WHAT IS ASKED
Copy out the rows below word for word, from the line containing "For each instance of the evergreen" through the last line of the rows, both ends included.
[Start of PROVIDED ENTRIES]
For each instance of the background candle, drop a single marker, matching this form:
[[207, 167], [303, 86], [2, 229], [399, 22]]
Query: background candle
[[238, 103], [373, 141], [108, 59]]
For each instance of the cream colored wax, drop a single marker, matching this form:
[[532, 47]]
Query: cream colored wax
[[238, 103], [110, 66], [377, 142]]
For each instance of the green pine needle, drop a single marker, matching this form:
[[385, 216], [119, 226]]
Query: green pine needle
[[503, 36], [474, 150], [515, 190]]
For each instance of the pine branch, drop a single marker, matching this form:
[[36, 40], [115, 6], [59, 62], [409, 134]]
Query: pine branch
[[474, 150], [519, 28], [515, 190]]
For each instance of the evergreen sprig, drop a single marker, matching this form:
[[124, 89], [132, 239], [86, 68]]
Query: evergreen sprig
[End of PROVIDED ENTRIES]
OUTPUT FOR THIS TASK
For each instance of the evergreen sprig, drop a single marker, matching this form:
[[124, 89], [132, 239], [86, 68]]
Query: evergreen sprig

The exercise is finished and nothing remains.